* [TEXTE]:
>>>>>

2 – Etablir un cadre de travail à distance précis. Pour réussir à instaurer le télétravail dans son organisation, il est nécessaire d’établir un cadre en réalisant une « charte du télétravail » qui doit aborder de multiples points cruciaux comme l’organisation technique, les ressources matérielles mises à disposition, le rythme du travail à distance, les outils collaboratifs, le management des télétravailleurs, les droits et devoirs des salariés travaillant à distance, les droits et devoirs de l’employeurs. Pour établir cette charte, il est important de réunir des acteurs de différents pôles de l’entreprise (ressources humaines, managers, délégués du personnel par exemple) pour avoir une vision globale et exhaustive du dispositif à organiser.

3 – Expérimenter le dispositif. Une fois le cadre du travail à distance établi, il est indispensable de réaliser une phase de test. Celle-ci doit être délimitée dans le temps (1mois, 3 mois, 4 mois etc.), et aboutir à un diagnostic de la situation. L’employeur, les managers et les employés concernés par le télétravail doivent si possible donner leur feedback sur l’organisation du travail à distance afin de corriger les points négatifs et optimiser le dispositif. En effet, il est possible que durant cette phase de test, les managers se rendent compte que les outils de travail collaboratifs choisis au départ ne s’adaptent pas bien à la situation de travail à distance.

4 – Stimuler l’engagement des salariés en télétravail. Pour garder ses salariés en « home service » engagés et productifs il est indispensable de leur fixer des objectifs à court terme. Quels sont les résultats attendus cette semaine ? Ou les objectifs pour ce mois-ci ? Pour stimuler la motivation et l’implication des salariés à distance, il est également essentiel d’organiser des points d’équipe réguliers. Ces moments d’échanges en visio-conférence ou par téléphone permettent de garder une cohésion d’équipe. Le manager doit donc organiser des réunions régulières pour pouvoir fixer de nouveaux objectifs et conserver le lien entre les différents télétravailleurs.

<<<<<

* [DONNÉES DE L'EXERCICE]:
>>>>>

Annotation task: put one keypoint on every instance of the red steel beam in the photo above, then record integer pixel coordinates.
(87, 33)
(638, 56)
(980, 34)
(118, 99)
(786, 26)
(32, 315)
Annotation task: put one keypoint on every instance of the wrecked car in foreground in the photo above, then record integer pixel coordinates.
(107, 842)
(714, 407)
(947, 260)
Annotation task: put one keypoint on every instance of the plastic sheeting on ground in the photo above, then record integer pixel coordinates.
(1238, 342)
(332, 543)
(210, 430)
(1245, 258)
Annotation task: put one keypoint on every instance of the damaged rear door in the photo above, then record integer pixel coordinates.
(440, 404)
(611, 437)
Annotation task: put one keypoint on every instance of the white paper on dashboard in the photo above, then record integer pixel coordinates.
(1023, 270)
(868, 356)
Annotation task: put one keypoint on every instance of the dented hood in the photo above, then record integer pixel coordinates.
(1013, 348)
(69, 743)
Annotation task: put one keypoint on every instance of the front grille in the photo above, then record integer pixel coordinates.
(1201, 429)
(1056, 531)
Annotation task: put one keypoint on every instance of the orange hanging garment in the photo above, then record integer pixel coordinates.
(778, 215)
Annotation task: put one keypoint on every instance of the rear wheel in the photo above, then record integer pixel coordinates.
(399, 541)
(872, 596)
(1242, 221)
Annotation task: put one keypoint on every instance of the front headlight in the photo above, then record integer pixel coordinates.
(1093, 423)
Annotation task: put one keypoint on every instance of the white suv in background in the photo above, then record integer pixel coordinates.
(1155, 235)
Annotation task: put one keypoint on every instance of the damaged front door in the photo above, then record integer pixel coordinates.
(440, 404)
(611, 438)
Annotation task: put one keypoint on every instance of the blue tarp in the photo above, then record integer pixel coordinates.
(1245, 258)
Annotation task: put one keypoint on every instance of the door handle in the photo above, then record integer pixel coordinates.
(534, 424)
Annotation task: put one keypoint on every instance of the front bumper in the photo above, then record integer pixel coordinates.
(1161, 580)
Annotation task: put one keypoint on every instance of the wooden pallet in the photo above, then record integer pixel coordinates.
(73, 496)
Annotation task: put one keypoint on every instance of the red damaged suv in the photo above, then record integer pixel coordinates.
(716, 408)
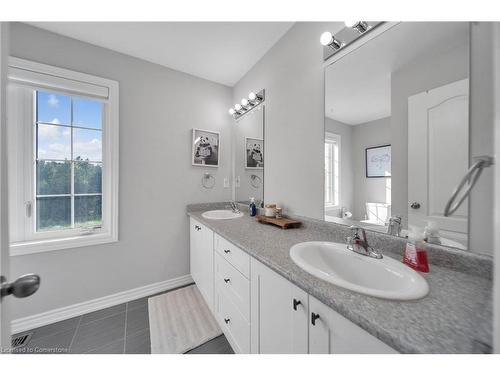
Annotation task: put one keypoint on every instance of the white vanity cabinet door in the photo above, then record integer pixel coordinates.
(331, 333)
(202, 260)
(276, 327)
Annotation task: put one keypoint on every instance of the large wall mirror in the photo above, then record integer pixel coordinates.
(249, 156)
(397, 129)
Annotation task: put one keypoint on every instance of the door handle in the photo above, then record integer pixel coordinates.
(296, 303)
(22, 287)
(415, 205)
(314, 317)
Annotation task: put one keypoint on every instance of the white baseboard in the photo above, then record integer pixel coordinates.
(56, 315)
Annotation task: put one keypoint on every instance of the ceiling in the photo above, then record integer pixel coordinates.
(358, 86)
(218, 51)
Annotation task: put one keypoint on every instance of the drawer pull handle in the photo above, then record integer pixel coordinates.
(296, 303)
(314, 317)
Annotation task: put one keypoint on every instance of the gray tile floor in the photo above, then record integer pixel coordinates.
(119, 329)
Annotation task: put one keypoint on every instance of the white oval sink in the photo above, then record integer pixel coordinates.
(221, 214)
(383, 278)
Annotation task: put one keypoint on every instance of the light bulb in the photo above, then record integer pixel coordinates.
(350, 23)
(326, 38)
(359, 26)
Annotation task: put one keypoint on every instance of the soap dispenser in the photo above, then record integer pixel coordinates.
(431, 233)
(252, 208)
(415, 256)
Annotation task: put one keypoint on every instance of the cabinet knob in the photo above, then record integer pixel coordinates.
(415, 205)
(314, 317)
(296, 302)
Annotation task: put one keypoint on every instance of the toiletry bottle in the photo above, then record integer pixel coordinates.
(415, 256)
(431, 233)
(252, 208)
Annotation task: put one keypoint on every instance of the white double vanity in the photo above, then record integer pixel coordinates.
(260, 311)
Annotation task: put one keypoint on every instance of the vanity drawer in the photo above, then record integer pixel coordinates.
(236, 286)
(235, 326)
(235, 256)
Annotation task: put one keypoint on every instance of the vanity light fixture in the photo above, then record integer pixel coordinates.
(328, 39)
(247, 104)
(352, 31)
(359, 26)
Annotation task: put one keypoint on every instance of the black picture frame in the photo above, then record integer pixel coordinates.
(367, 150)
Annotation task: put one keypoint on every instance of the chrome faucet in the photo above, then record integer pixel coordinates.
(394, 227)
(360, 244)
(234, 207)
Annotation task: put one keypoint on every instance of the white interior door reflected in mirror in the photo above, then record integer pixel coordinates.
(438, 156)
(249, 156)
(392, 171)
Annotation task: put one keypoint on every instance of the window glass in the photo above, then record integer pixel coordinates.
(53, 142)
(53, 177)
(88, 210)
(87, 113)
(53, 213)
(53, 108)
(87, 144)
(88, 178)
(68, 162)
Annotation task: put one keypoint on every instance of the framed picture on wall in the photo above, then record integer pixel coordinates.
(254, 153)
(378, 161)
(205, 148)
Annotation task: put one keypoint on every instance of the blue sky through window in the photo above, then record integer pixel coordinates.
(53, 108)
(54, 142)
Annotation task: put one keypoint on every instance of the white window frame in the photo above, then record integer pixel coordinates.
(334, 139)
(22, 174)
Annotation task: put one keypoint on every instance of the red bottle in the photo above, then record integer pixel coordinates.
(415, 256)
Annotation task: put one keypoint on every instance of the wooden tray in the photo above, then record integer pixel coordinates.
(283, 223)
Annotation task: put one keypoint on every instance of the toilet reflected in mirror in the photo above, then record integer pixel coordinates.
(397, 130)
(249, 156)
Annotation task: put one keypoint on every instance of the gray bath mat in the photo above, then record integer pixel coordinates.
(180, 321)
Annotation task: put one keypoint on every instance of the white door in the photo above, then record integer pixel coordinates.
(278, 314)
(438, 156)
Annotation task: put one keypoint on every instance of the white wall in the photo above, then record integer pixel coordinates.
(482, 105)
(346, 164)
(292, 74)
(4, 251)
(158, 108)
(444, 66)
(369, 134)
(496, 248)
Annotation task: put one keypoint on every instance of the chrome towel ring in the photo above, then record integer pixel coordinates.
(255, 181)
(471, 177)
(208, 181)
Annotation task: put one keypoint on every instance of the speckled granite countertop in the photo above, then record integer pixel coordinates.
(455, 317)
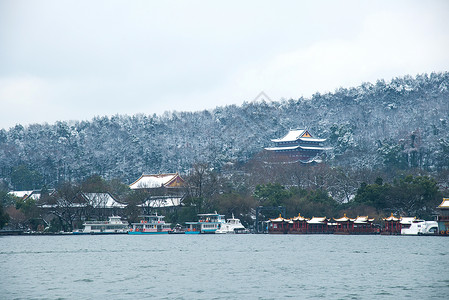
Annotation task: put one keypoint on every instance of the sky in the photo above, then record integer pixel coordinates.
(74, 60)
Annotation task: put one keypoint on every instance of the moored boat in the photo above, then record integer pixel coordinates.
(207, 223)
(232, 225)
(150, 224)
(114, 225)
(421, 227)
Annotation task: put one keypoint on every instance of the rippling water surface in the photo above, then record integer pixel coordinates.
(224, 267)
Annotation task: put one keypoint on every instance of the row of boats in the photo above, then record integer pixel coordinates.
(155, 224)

<<<<<
>>>>>

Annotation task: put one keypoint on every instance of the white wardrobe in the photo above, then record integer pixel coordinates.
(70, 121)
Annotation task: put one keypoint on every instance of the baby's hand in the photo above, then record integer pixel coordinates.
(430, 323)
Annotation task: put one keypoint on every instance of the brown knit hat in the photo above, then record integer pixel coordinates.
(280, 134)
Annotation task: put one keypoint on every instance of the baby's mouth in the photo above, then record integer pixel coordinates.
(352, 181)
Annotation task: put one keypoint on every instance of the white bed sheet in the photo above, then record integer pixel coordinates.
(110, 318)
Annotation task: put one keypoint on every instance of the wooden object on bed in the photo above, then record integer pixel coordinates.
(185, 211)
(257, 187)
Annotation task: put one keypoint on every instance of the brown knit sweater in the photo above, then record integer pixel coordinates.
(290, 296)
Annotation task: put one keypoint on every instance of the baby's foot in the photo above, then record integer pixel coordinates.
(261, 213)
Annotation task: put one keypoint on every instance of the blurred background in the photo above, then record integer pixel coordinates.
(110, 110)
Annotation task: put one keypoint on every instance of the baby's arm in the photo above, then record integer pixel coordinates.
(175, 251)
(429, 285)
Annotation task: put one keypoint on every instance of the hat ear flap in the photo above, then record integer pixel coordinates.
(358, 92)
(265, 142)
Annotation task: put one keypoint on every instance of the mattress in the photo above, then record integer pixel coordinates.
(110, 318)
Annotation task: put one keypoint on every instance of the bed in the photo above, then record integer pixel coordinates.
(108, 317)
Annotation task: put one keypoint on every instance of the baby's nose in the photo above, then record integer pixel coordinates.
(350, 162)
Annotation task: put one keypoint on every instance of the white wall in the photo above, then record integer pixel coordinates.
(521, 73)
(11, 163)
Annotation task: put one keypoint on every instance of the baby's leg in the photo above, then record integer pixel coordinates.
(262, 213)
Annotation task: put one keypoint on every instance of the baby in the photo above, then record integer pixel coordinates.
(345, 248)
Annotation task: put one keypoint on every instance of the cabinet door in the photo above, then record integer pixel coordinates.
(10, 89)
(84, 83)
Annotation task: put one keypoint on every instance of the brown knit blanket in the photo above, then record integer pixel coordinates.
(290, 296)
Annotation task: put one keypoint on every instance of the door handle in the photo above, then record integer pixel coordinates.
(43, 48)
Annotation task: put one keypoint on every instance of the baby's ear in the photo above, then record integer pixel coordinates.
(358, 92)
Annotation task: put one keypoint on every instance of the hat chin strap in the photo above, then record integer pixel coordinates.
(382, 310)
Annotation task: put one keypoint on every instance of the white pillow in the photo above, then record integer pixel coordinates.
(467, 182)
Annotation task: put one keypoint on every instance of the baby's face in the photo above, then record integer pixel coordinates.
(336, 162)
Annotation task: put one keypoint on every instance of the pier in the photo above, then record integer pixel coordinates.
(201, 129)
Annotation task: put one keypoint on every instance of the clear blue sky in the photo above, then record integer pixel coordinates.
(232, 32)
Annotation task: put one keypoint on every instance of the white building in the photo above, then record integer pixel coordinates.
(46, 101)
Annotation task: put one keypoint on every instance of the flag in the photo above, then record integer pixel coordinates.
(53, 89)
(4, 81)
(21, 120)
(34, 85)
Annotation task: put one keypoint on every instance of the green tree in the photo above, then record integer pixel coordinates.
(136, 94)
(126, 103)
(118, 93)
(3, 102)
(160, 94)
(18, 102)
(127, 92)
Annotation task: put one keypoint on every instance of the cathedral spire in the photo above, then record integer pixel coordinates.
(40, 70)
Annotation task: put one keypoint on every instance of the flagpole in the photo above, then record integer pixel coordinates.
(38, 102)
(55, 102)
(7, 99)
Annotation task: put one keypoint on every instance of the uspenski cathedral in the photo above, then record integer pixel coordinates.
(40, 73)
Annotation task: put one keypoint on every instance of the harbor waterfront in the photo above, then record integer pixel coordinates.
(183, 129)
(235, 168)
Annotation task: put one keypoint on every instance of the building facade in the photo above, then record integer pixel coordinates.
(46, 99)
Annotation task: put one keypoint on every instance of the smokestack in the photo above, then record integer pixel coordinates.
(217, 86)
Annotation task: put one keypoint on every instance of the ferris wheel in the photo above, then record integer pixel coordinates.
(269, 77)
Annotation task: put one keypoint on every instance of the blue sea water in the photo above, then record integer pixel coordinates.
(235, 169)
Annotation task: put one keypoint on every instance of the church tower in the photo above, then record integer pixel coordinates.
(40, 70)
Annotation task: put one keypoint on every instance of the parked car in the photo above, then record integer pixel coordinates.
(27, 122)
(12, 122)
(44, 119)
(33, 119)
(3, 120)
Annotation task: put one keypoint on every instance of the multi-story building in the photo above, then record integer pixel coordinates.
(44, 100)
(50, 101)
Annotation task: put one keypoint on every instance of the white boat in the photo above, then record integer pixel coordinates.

<<<<<

* [CONSIGNE 1]: Selon le texte sur le télétravail, qui faut-il réunir pour établir la charte du télétravail ?
* [CONSIGNE 2]: Poursuivez le texte sur le télétravail après sa dernière phrase.

* [RÉPONSE 1]: Des acteurs de différents pôles de l'entreprise, par exemple les ressources humaines, les managers et les délégués du personnel.

* [RÉPONSE 2]:
5 – Recueillir les feedbacks des collaborateurs régulièrement afin d’optimiser le travail. Pour que le télétravail se passe le mieux possible, il faut interroger les collaborateurs qui expérimentent ce dispositif de manière régulière. Les managers, les responsables des différentes équipes et les employés en télétravail doivent pouvoir exprimer leur vécu et leur fonctionnement.

En suivant ces 5 étapes, les employeurs et les managers vont pouvoir mettre en place le télétravail dans leur entreprise de manière structurée et bénéfique pour tous les acteurs de l’organisation.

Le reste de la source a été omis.